Copy the items below word for word, from the line containing "the aircraft landing" through the line containing "pixel 207 92", including both of those lines.

★ ★ ★ ★ ★ ★ ★

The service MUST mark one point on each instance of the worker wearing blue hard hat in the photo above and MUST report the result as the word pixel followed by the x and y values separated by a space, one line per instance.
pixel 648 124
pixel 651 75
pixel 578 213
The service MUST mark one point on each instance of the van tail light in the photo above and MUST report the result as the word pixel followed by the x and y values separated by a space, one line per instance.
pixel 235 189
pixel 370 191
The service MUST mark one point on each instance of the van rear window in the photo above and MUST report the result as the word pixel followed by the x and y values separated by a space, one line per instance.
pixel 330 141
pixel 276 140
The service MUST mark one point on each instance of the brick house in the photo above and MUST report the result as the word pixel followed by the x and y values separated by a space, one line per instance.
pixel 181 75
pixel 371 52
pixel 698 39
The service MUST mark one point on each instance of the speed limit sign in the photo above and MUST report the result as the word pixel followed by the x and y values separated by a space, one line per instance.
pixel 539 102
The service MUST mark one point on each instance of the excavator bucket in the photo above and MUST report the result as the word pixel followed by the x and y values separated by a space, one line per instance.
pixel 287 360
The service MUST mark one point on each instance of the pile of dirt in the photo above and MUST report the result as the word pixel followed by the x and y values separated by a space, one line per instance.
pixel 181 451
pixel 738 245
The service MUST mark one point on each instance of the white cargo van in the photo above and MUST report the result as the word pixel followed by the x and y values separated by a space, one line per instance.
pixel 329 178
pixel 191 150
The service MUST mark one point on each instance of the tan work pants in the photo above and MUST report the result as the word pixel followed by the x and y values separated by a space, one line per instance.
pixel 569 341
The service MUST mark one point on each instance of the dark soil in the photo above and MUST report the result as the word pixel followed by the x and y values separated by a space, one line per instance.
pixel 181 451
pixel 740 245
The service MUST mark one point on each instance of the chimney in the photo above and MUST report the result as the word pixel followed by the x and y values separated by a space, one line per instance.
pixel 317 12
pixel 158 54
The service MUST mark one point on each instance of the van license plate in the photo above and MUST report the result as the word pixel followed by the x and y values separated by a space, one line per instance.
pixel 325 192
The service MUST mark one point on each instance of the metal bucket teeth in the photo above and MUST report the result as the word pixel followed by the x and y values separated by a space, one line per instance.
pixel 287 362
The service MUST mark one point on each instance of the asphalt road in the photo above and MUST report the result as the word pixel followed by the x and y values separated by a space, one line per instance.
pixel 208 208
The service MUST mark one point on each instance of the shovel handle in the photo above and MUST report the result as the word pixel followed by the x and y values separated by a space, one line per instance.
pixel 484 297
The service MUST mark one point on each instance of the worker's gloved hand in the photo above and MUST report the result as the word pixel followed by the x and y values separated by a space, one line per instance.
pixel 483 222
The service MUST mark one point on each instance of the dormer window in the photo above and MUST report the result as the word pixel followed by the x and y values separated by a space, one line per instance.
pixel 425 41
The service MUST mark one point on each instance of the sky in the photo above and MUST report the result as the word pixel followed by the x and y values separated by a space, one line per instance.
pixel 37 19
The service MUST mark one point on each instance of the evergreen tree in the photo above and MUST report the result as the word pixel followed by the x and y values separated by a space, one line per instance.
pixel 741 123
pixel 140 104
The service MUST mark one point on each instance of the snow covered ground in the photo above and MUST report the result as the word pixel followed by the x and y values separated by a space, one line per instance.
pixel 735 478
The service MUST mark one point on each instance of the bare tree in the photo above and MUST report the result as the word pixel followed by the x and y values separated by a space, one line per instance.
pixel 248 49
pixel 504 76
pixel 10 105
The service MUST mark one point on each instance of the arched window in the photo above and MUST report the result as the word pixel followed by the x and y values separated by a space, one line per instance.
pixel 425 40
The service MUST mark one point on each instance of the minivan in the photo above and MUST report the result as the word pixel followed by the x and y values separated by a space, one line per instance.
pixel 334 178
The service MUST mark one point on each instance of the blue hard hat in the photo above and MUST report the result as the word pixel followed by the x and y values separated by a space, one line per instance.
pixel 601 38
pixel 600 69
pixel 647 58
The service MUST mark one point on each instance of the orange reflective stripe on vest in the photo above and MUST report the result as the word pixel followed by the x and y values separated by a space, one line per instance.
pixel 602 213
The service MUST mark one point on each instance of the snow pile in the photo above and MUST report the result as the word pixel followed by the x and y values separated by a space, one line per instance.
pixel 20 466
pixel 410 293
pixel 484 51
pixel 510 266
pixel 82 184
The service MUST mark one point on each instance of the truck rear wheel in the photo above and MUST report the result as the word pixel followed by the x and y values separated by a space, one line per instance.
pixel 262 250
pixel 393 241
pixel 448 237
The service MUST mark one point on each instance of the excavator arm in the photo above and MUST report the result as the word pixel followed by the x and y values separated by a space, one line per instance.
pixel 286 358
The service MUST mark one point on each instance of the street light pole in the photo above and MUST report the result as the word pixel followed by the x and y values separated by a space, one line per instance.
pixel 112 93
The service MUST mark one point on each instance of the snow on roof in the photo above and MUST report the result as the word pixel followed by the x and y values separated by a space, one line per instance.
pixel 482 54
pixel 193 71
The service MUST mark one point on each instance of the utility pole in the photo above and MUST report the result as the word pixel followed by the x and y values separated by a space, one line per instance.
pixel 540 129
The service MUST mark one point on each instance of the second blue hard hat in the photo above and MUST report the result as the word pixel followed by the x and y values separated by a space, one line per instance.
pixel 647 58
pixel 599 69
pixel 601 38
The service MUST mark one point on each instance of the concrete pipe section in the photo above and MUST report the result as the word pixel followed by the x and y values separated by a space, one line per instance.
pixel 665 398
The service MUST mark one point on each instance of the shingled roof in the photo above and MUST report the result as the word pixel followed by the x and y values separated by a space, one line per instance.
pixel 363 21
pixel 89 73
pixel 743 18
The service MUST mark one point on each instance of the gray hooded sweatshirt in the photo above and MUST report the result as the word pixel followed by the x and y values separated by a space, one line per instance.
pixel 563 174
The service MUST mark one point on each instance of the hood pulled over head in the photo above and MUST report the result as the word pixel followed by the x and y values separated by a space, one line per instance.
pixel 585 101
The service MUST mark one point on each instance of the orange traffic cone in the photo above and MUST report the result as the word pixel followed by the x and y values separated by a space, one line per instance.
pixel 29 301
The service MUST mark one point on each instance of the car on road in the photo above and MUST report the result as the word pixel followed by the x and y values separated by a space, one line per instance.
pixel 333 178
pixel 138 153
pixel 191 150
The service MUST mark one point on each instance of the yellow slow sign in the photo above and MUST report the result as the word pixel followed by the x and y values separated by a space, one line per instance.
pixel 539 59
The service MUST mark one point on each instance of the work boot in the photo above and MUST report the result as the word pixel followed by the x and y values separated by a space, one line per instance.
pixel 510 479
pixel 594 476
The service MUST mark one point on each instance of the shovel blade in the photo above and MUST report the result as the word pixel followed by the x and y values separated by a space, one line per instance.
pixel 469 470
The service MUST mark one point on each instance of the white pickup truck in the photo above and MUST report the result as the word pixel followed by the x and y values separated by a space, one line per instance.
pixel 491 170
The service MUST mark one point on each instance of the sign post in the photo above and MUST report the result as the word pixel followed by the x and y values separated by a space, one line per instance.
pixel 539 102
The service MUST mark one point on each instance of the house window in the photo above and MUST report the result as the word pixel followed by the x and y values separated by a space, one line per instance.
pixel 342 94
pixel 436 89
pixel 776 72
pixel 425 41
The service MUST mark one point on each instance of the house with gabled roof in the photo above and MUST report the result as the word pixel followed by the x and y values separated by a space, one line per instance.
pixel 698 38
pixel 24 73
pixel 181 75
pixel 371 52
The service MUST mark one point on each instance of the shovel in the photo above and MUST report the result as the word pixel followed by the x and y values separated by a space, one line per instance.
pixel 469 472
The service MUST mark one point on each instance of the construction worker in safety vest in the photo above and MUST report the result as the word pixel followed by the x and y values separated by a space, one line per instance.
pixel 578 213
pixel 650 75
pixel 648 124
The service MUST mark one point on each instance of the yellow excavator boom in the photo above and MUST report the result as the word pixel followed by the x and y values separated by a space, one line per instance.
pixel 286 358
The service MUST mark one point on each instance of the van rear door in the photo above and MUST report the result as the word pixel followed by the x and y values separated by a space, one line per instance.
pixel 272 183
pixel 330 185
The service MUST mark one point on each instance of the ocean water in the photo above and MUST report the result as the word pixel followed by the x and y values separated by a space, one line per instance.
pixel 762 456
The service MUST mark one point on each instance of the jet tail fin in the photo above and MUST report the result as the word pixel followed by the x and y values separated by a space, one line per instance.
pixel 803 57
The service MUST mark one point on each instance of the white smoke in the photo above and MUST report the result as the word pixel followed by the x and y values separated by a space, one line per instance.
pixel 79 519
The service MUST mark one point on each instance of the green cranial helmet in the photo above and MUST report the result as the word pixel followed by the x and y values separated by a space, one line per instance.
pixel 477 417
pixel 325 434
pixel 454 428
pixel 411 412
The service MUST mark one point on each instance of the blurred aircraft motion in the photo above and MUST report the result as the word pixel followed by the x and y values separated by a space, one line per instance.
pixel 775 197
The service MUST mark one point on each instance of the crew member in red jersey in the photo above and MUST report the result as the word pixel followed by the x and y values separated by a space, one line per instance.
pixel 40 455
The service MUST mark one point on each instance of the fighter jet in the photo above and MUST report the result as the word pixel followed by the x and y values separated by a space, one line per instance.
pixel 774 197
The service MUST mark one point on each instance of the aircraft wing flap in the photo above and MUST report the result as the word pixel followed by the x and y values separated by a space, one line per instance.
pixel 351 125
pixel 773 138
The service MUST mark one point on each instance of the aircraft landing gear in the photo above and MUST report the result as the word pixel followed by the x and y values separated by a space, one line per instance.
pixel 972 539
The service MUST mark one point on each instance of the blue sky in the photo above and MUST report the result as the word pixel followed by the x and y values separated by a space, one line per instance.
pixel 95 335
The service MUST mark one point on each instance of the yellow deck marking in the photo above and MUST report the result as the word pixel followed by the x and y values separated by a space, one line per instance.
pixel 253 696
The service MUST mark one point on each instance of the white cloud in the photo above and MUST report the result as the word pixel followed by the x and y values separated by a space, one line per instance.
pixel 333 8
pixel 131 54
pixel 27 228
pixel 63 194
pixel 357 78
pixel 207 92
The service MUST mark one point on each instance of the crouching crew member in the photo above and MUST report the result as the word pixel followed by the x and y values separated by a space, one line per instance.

★ ★ ★ ★ ★ ★ ★

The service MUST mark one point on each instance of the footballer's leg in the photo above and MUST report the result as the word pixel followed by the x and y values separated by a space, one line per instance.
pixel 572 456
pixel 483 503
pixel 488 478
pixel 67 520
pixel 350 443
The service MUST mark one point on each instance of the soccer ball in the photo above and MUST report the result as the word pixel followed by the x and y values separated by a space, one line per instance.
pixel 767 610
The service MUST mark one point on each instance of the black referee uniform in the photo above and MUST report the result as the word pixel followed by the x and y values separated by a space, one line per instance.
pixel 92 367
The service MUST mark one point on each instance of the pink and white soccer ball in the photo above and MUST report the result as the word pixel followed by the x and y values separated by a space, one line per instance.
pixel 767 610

★ ★ ★ ★ ★ ★ ★

§ ANSWER TO THE TASK:
The service MUST mark one point on each instance of the aircraft landing gear in the photo above and MUST report the result as the word pixel followed by the x and y values separated by a space, one line per instance.
pixel 972 539
The service MUST mark one point on each instance of the blue sky in the photo above and MUST report the result as the word pixel followed by the x and y values separated by a space, one line per instance.
pixel 95 335
The service MUST mark one point on each instance of the yellow deck marking in the photo above and MUST report the result as the word pixel followed by the x and y values separated by a space, one line per instance.
pixel 253 696
The service MUST mark one point on each instance of the white cloud in the photo above and MUST report the result as the word pixel followed by the x and y values separated by a space, one line per instance.
pixel 333 8
pixel 131 54
pixel 27 228
pixel 63 194
pixel 357 78
pixel 207 92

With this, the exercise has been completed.